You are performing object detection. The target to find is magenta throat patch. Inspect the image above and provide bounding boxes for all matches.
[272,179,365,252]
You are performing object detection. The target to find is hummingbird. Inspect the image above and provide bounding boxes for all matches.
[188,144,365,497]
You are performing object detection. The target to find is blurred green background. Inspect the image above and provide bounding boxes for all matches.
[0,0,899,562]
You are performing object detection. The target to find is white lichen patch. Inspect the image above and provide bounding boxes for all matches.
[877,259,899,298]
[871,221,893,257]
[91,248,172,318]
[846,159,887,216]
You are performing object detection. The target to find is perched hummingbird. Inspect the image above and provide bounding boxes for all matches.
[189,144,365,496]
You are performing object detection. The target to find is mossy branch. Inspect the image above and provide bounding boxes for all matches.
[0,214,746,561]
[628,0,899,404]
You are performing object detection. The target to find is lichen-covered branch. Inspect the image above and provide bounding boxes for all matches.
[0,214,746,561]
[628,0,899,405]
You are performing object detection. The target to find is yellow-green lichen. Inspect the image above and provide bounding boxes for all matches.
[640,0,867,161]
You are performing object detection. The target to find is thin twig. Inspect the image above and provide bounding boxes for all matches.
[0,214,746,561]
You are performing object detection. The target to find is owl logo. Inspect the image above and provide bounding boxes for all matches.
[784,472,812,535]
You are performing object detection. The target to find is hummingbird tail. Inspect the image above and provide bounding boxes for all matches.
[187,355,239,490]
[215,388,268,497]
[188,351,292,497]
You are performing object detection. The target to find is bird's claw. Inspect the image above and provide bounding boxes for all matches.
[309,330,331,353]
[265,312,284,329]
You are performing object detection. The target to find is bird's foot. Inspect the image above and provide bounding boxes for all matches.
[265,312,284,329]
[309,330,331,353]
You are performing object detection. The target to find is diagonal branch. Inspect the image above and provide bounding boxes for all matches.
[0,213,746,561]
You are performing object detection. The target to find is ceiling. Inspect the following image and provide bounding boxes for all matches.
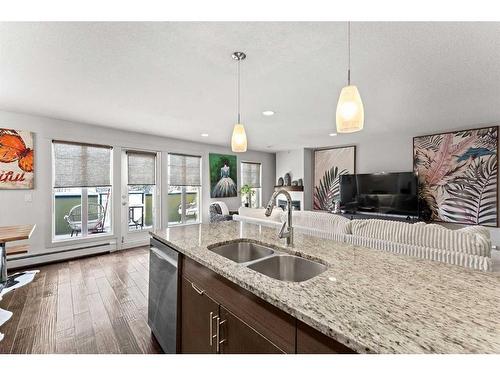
[0,22,500,151]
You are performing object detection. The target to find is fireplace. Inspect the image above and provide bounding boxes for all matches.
[278,199,300,211]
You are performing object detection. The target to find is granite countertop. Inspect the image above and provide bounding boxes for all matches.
[151,222,500,353]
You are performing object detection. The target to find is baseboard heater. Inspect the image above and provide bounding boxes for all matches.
[7,242,115,270]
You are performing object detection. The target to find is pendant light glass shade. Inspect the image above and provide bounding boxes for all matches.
[231,124,247,152]
[336,85,365,133]
[336,22,365,133]
[231,52,247,152]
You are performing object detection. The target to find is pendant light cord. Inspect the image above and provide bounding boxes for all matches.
[347,21,351,86]
[237,59,241,124]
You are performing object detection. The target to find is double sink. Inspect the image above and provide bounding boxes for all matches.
[209,241,327,282]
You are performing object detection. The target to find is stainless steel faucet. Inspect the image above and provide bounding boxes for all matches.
[266,189,293,246]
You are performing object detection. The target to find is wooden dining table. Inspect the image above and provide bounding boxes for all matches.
[0,224,36,284]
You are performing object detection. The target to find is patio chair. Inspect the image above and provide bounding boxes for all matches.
[64,203,106,237]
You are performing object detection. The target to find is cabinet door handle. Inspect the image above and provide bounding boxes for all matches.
[215,317,226,353]
[209,311,219,346]
[191,283,205,296]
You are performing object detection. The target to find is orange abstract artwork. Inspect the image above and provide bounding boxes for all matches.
[0,128,34,189]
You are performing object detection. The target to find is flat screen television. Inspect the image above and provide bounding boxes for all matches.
[339,172,419,217]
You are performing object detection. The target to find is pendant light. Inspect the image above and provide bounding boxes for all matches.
[231,52,247,152]
[336,22,365,133]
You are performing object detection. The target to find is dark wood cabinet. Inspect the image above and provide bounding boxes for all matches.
[219,306,284,354]
[181,277,219,354]
[180,257,354,354]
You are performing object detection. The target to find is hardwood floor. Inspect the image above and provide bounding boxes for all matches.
[0,247,161,354]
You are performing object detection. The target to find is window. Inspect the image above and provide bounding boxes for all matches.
[52,141,112,240]
[240,161,262,207]
[167,154,201,225]
[127,151,156,231]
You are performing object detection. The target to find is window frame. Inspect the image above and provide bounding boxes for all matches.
[165,152,203,228]
[124,151,158,235]
[50,139,115,244]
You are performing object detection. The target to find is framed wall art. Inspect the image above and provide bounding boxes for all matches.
[313,146,356,211]
[413,126,498,227]
[0,128,35,189]
[208,154,238,198]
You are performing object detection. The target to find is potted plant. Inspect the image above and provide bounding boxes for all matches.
[240,184,255,207]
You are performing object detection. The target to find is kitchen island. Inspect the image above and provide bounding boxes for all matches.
[151,222,500,353]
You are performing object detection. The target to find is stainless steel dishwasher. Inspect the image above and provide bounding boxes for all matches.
[148,238,179,354]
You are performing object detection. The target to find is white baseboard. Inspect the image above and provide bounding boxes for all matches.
[7,241,116,269]
[120,237,150,250]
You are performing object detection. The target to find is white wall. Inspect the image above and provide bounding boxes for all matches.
[0,111,276,260]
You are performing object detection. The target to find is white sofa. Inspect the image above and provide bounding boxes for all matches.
[233,207,491,271]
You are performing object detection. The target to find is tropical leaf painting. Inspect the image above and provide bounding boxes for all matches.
[313,146,356,211]
[413,126,498,226]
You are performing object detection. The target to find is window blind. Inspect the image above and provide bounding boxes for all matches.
[241,161,260,188]
[52,141,112,188]
[168,154,201,186]
[127,151,156,185]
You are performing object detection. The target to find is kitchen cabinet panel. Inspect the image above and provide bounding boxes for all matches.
[181,277,219,354]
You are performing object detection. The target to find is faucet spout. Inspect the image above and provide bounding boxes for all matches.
[265,189,293,246]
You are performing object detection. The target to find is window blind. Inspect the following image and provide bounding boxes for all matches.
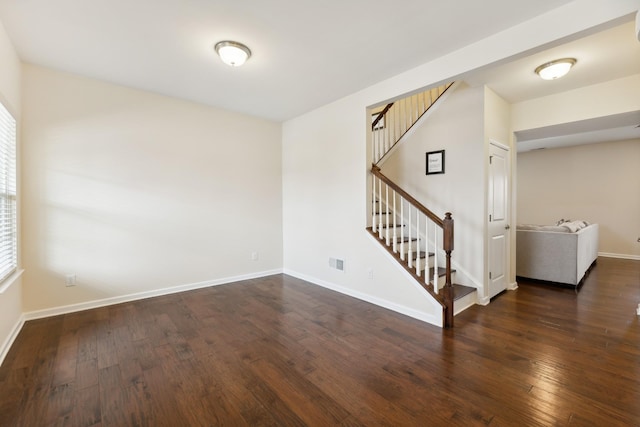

——

What is asked
Count the lines of the material above that contain the word "lichen". Give only the number.

Task result
3